** start of Supplied material **

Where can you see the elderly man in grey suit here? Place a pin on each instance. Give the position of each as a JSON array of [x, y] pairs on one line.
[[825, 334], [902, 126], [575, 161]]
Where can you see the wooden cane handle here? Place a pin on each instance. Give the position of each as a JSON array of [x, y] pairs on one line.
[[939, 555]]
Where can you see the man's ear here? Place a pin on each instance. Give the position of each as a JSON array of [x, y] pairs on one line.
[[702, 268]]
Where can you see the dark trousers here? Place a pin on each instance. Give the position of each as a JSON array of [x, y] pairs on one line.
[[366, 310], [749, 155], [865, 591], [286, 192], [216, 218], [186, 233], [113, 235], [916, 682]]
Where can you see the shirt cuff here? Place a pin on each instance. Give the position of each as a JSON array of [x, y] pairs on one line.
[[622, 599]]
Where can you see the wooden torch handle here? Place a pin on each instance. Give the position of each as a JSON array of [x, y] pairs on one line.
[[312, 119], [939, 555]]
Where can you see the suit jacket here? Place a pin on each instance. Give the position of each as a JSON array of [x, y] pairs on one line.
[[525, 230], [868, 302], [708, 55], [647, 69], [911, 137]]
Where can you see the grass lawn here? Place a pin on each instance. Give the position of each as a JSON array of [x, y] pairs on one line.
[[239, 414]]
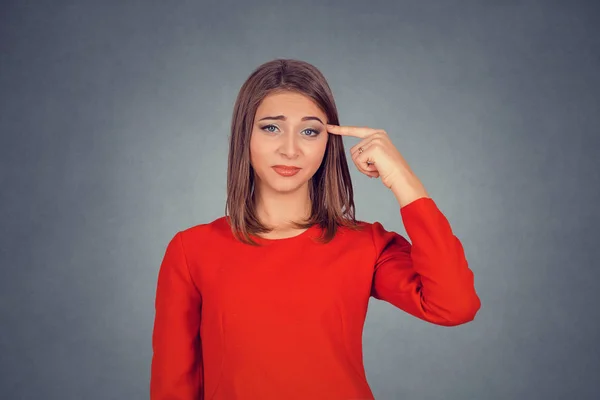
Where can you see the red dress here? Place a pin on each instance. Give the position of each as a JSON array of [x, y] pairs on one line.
[[285, 320]]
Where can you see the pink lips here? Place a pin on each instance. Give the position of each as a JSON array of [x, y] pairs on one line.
[[285, 170]]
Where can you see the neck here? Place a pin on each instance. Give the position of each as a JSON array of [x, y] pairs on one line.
[[278, 210]]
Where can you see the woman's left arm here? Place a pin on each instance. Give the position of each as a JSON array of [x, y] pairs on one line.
[[429, 278]]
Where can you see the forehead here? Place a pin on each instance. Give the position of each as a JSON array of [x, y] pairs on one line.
[[290, 104]]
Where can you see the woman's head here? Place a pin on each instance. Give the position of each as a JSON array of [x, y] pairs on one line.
[[261, 139]]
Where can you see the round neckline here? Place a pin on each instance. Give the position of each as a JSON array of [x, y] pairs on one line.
[[306, 233]]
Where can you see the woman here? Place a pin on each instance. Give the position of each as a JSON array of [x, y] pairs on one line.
[[269, 301]]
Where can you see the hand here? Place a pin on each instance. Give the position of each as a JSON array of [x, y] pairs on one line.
[[375, 155]]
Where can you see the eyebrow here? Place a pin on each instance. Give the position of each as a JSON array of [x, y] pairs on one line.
[[283, 118]]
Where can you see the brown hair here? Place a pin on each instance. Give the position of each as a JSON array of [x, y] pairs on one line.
[[330, 187]]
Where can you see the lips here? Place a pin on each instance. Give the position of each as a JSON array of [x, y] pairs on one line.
[[286, 170]]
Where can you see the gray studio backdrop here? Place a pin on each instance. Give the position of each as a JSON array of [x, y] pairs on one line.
[[114, 122]]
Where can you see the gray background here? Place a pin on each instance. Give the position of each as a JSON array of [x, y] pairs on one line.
[[114, 123]]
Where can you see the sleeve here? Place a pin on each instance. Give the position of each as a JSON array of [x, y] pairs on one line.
[[176, 370], [429, 279]]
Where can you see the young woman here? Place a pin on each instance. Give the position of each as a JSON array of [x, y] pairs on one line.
[[269, 301]]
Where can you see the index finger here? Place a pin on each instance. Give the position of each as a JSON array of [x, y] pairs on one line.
[[356, 131]]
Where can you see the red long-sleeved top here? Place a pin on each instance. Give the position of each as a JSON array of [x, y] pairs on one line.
[[285, 320]]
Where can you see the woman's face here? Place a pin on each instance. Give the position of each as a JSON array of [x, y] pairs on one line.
[[289, 130]]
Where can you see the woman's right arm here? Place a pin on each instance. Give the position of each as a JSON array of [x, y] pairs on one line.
[[176, 371]]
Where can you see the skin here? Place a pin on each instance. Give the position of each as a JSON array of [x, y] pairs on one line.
[[292, 141]]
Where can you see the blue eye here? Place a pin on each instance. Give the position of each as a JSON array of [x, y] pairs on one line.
[[314, 132], [268, 126]]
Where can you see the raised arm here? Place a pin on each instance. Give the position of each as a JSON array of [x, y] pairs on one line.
[[176, 371], [429, 279]]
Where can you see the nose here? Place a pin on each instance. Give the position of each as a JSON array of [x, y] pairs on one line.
[[289, 145]]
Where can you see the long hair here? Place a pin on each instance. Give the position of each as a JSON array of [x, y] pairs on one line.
[[330, 187]]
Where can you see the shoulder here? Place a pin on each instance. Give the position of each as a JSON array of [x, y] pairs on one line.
[[205, 232]]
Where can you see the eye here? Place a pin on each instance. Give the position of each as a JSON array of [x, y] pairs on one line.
[[268, 126], [314, 131]]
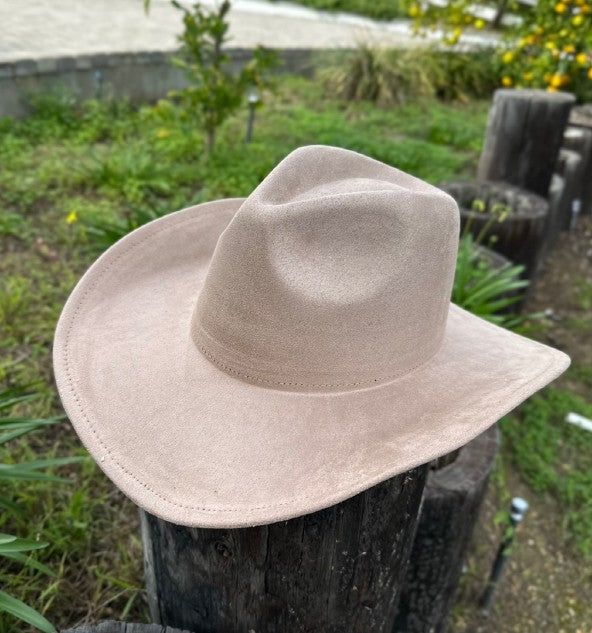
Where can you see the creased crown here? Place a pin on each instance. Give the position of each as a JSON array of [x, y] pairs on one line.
[[335, 273]]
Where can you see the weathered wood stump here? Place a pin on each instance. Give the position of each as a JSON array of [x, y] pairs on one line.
[[520, 235], [336, 570], [123, 627], [524, 133], [451, 502]]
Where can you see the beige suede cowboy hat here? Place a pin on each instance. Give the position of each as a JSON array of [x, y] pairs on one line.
[[242, 362]]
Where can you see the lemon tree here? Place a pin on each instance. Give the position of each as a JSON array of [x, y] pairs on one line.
[[550, 48]]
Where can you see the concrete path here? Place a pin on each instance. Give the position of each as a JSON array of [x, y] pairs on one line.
[[36, 29]]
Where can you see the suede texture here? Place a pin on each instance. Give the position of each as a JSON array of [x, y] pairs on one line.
[[244, 362]]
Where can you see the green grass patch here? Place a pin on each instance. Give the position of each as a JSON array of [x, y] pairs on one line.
[[71, 167], [376, 9], [555, 457]]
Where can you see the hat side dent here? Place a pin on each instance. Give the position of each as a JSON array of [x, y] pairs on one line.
[[335, 273]]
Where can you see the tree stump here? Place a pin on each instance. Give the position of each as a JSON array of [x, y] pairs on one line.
[[123, 627], [452, 498], [520, 236], [524, 133], [336, 570]]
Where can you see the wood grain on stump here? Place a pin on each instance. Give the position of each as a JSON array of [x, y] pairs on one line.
[[520, 237], [123, 627], [578, 136], [332, 571], [524, 133], [452, 498]]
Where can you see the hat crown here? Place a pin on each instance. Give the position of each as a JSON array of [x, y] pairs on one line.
[[335, 273]]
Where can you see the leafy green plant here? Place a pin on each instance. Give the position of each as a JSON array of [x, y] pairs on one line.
[[215, 91], [13, 548], [393, 76], [487, 291]]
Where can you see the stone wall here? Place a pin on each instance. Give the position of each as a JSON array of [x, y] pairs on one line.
[[140, 77]]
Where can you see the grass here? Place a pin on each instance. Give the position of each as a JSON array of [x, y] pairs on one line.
[[109, 162], [377, 9], [555, 457], [68, 169]]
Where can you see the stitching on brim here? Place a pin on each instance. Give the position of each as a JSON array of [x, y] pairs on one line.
[[115, 461]]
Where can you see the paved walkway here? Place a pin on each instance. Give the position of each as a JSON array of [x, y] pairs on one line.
[[35, 29]]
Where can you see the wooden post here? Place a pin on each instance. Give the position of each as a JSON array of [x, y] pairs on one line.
[[571, 170], [452, 498], [332, 571], [524, 133], [579, 139], [123, 627]]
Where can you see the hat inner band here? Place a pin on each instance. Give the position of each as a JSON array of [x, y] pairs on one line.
[[306, 380]]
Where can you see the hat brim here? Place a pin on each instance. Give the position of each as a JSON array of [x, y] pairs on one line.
[[196, 446]]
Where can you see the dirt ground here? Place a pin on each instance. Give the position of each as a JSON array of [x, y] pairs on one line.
[[546, 587]]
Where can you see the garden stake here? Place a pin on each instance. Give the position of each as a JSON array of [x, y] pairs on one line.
[[253, 100], [99, 80], [518, 511]]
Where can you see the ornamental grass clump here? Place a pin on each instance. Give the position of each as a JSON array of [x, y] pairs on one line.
[[393, 76]]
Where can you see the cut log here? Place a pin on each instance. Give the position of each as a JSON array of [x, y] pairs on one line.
[[520, 235], [524, 133], [452, 498], [123, 627], [332, 571]]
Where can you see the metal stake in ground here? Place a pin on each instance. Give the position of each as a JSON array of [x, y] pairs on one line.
[[518, 511], [252, 100]]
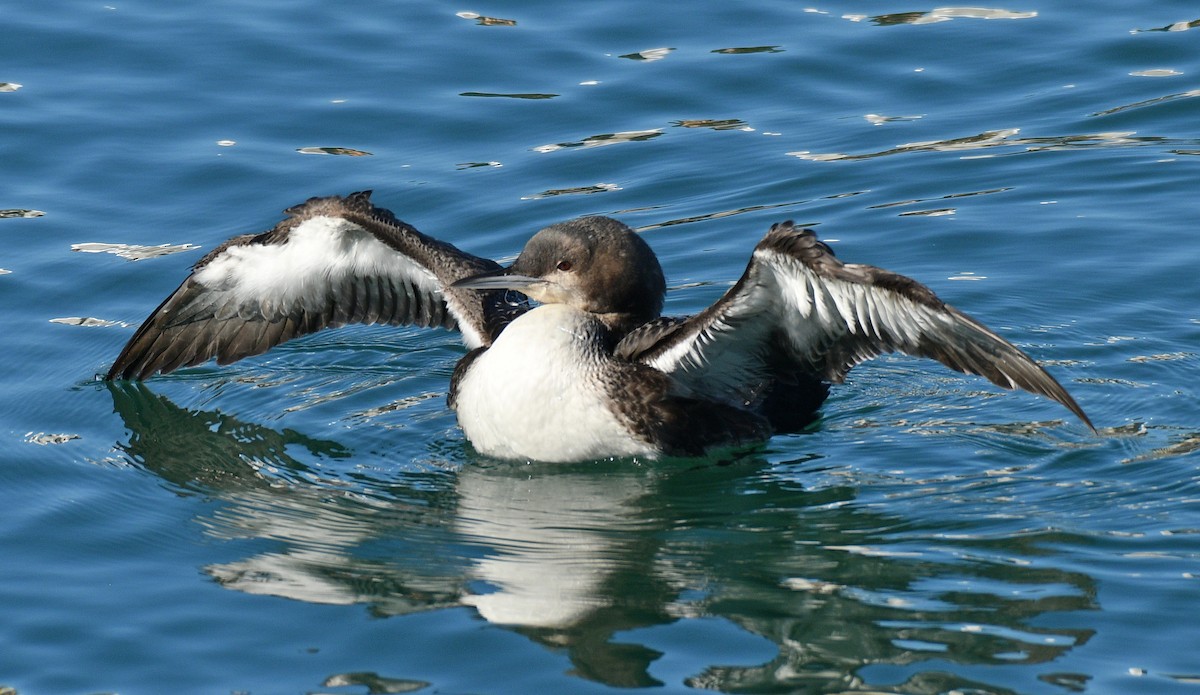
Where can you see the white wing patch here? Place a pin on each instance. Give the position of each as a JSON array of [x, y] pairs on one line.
[[274, 276]]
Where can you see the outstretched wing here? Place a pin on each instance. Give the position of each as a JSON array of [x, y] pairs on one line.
[[798, 307], [331, 262]]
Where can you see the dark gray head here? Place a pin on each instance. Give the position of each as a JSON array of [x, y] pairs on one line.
[[595, 264]]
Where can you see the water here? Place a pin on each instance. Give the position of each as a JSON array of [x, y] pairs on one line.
[[312, 520]]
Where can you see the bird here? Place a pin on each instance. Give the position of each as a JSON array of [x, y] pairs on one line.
[[569, 357]]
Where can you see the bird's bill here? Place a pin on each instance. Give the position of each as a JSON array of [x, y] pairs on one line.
[[502, 279]]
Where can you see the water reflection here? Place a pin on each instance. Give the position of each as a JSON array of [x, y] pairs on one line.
[[587, 558], [1008, 138]]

** end of Supplied material **

» **Problem**:
From the line holding "Where can you see the bird here?" through the last line above, reproduce each line exactly and add nothing.

» **Expected answer**:
Where can you see the bird here? Place a pin on each instance. Give the position of each as a JSON array of [x, y] pairs on one line.
[[569, 357]]
Where can you see the bird's bill here? Place a pin on each instance. Give the position of each as a JSON array of [x, y] pairs on one line.
[[502, 279]]
Where can you see the water reflection here? Place a pin on each instance. Give the position of each as a JSON array of [x, y] pairs on one line.
[[587, 558], [1008, 138]]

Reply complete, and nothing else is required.